**** SOURCE ****

This class also processes schedule adherence information so one can determine what the schedule adherence was with the old stop_times and what it would be with the new ones. This allows one to see directly what kind of improvement using the new stop_times will provide. The schedule adherence information is included in the log file, not in the new stop_times files.
The results are output into the original GTFS directory as two new stop times files: stop_times.txt_new and stop_times.txt_extended. Note that the original stop_times.txt file will not be overwritten. If you want to use the new stop_times.txt_new file you need to change its name to stop_times.txt, thereby overwriting the old file.
The stop_times.txt_new file has exactly the same format as the standard stop_times.txt file. The stop_times.txt_extended file contains the standard data but also adds some very useful columns including the original stop time so you can see how much it is being changed, the min and max arrival & departure times, the standard deviation so you can see the distribution of times, and the number of data points so you can see how many trips were used to generate the values.
The order of the rows in the new stop_times files will not necessarily be the same as the original stop_times file. If the ordering of the original stop_times file is adequate such that trips are grouped together and that the stop_sequence increases within the trip, then the new stop_times files can have the same order. But if there are issues with the ordering of the data in the original stop_times file, which is somewhat common, then the data is first sorted so that can determine the first stops of trips, which is important for the GTFS data is frequency based. This leads to a different ordering for the stop_times.txt_new and stop_times.txt_extended files.

****

SHORT EXERCISE 1 » In the passage about the new stop_times files, where is the schedule adherence information recorded?

**** DATA FOR THE TASK ****

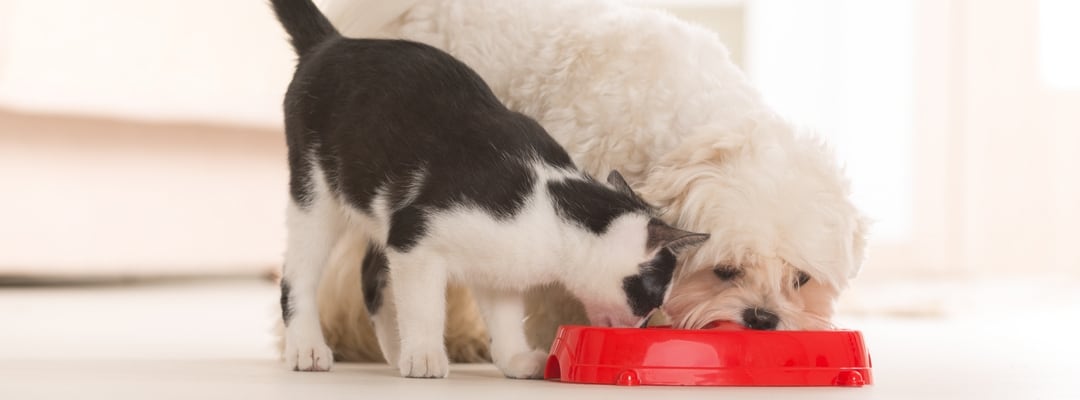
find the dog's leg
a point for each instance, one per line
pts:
(504, 317)
(418, 290)
(312, 232)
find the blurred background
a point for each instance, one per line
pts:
(142, 140)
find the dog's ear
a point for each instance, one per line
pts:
(616, 180)
(662, 236)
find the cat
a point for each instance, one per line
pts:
(404, 146)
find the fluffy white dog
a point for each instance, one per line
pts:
(661, 101)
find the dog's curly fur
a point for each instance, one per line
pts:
(661, 101)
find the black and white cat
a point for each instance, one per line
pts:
(403, 145)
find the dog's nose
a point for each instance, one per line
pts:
(760, 319)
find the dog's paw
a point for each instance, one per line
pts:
(428, 362)
(308, 355)
(525, 365)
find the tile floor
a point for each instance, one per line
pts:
(212, 340)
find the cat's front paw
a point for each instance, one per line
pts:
(310, 355)
(430, 362)
(525, 365)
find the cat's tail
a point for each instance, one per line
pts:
(305, 24)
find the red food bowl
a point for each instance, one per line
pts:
(725, 355)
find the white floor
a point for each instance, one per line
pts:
(206, 341)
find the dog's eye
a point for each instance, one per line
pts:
(800, 279)
(727, 272)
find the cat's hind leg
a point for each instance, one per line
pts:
(313, 230)
(504, 316)
(375, 274)
(418, 288)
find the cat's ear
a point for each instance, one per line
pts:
(616, 180)
(662, 236)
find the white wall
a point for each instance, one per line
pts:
(202, 60)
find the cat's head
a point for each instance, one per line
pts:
(632, 258)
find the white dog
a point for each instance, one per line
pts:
(661, 101)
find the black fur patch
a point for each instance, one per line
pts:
(374, 115)
(646, 290)
(286, 308)
(374, 275)
(592, 205)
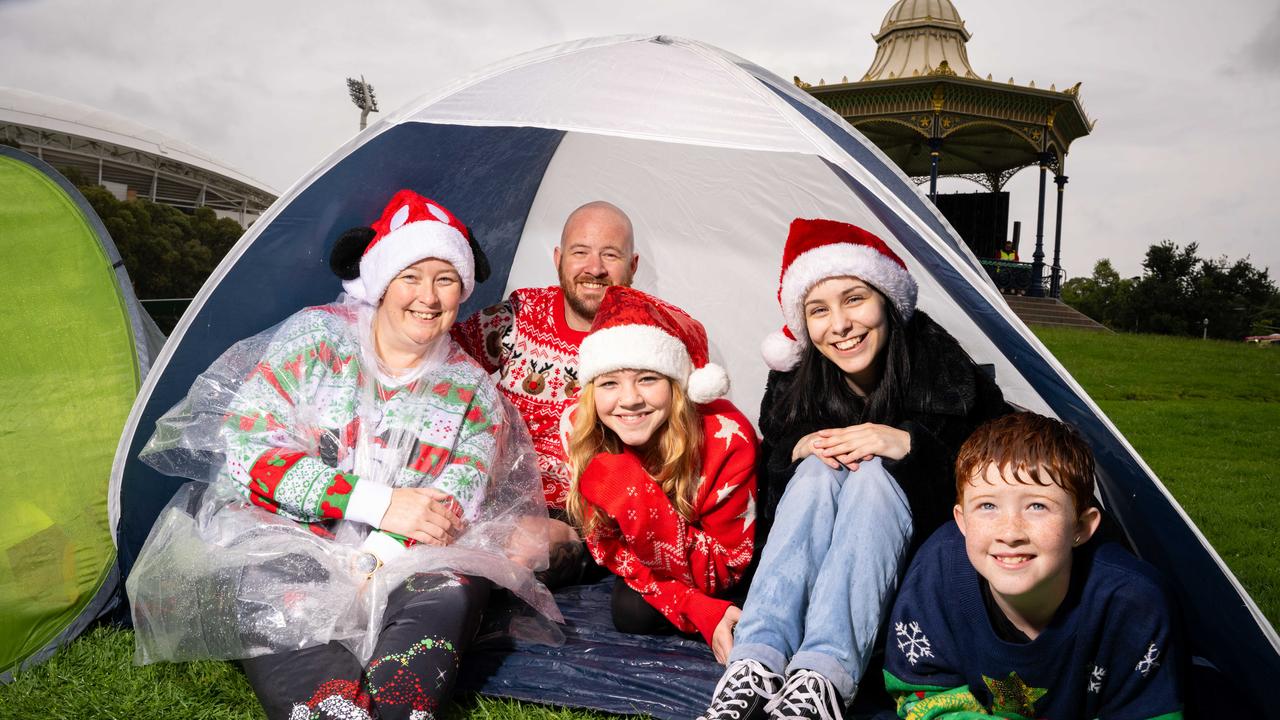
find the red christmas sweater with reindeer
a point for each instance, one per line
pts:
(528, 341)
(679, 565)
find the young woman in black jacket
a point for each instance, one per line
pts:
(865, 408)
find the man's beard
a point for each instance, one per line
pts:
(583, 308)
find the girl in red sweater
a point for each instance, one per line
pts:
(663, 472)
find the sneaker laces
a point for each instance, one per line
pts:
(805, 695)
(744, 680)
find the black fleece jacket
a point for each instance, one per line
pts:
(947, 399)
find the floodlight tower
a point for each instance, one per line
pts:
(362, 95)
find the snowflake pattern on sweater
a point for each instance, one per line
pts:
(528, 341)
(1101, 656)
(675, 564)
(293, 425)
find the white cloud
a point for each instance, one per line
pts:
(1185, 92)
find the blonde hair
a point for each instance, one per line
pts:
(673, 461)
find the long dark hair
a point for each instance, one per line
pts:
(817, 393)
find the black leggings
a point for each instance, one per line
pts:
(632, 615)
(429, 621)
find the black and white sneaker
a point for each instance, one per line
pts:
(807, 696)
(743, 692)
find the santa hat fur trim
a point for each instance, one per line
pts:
(634, 331)
(412, 228)
(836, 250)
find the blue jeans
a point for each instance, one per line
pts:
(827, 574)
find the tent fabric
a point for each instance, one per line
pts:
(74, 354)
(598, 668)
(712, 156)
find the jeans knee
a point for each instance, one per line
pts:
(813, 478)
(873, 492)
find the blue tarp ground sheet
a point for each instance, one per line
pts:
(597, 666)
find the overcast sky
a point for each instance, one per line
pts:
(1187, 94)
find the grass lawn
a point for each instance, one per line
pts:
(1206, 417)
(1203, 414)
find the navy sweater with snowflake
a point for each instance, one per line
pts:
(1110, 652)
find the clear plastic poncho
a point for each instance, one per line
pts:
(282, 429)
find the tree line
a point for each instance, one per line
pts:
(1179, 292)
(168, 253)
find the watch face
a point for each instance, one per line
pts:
(365, 563)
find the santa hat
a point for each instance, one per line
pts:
(411, 228)
(635, 331)
(818, 250)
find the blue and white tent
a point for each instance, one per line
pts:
(712, 156)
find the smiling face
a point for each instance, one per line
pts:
(420, 305)
(634, 404)
(1019, 536)
(848, 322)
(595, 251)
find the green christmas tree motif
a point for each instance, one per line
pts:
(1013, 696)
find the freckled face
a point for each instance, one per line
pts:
(1019, 536)
(420, 305)
(634, 404)
(846, 320)
(595, 253)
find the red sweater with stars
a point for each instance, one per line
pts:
(675, 564)
(529, 343)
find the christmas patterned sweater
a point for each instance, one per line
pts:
(529, 343)
(1110, 652)
(311, 411)
(675, 564)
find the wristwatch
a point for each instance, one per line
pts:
(366, 564)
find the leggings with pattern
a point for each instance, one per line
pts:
(429, 620)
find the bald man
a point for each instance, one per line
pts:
(531, 341)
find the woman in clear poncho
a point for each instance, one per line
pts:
(366, 486)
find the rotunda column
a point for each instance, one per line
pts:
(1055, 287)
(935, 155)
(1037, 288)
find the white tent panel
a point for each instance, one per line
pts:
(675, 91)
(677, 196)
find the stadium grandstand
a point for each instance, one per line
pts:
(127, 158)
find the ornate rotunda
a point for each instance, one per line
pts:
(931, 113)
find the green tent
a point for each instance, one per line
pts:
(76, 349)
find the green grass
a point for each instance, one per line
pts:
(1206, 417)
(1203, 414)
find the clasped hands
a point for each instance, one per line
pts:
(853, 445)
(426, 515)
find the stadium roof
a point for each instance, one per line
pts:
(119, 151)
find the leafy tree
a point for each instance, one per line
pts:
(1101, 296)
(1161, 299)
(1176, 292)
(168, 253)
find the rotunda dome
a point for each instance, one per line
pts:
(920, 37)
(915, 13)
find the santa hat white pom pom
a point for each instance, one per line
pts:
(781, 352)
(707, 383)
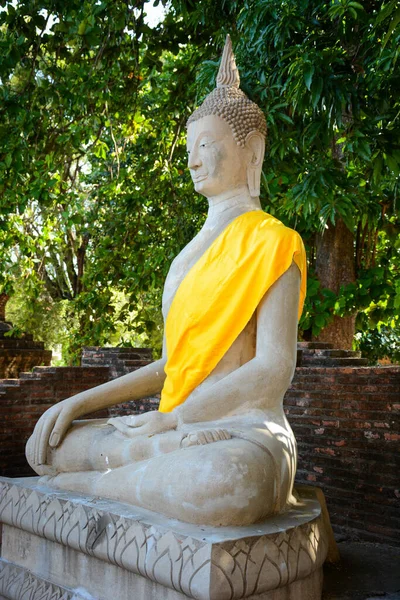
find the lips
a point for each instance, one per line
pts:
(200, 178)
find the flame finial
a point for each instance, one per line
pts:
(228, 74)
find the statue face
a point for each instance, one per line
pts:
(217, 164)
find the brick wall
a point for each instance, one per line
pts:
(346, 422)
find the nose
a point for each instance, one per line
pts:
(194, 161)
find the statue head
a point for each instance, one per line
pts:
(226, 136)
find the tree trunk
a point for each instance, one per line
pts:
(335, 267)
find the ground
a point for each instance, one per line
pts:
(366, 572)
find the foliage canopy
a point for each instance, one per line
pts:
(94, 194)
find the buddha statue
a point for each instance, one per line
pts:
(219, 451)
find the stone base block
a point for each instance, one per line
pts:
(66, 546)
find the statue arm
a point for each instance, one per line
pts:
(261, 382)
(54, 423)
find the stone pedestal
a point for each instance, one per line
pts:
(65, 546)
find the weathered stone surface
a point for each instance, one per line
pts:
(63, 546)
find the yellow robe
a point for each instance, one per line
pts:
(219, 295)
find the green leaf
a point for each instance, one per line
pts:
(316, 90)
(393, 24)
(308, 75)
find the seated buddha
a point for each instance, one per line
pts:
(219, 451)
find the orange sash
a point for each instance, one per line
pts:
(218, 296)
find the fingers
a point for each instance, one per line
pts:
(207, 436)
(43, 438)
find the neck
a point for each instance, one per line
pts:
(233, 202)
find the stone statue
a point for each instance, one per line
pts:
(223, 453)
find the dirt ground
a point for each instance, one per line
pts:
(366, 572)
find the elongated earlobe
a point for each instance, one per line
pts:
(256, 146)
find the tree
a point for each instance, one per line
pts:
(327, 77)
(94, 191)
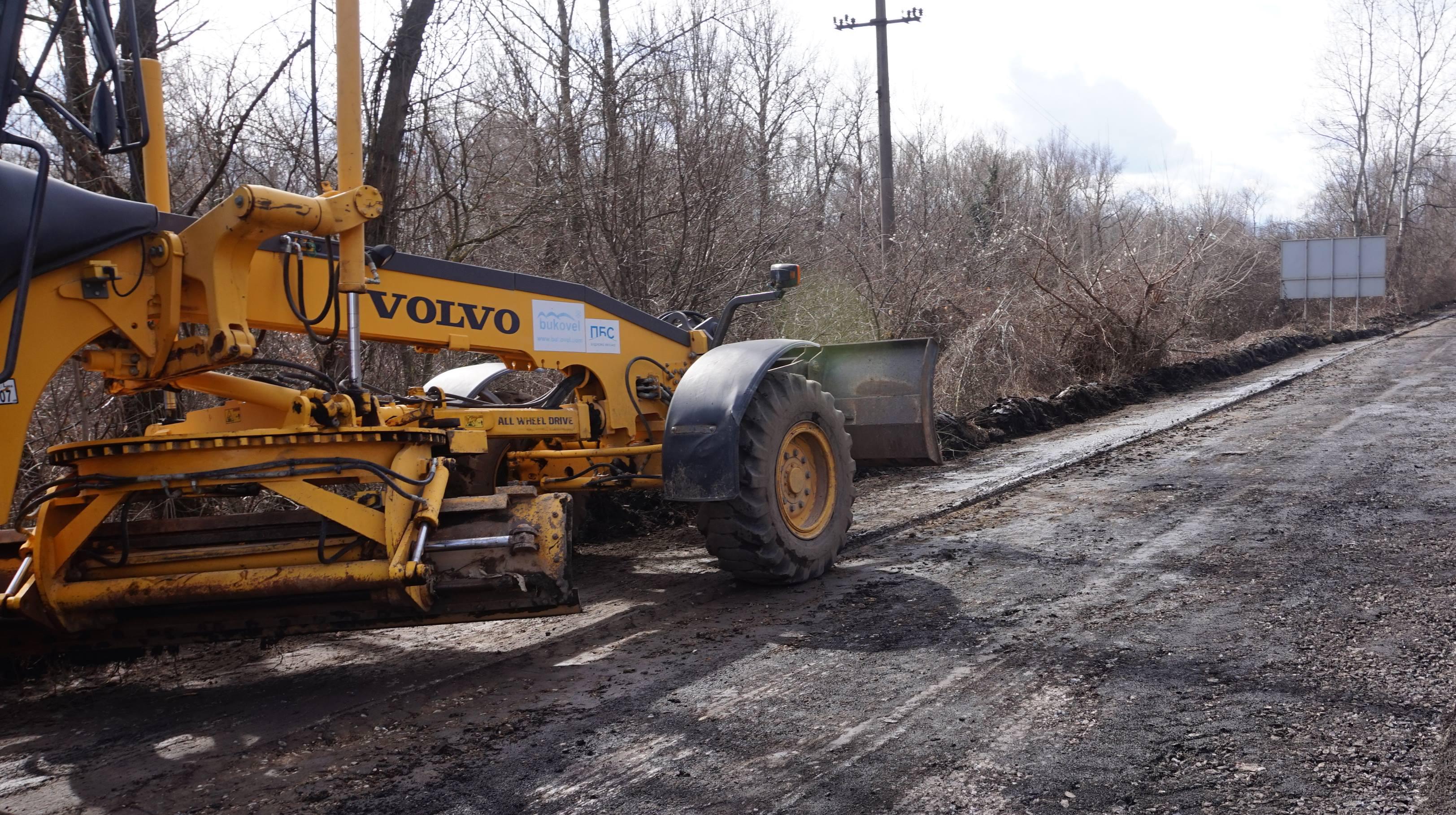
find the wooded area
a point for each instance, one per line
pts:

****

SHORT EXERCISE 2 » Gather every line of the records that contains the string "buddha", matching case exactly.

OUTPUT 1 » It is recorded in the log file, not in the new stop_times files.

OUTPUT 2 »
find the buddha statue
find the seated buddha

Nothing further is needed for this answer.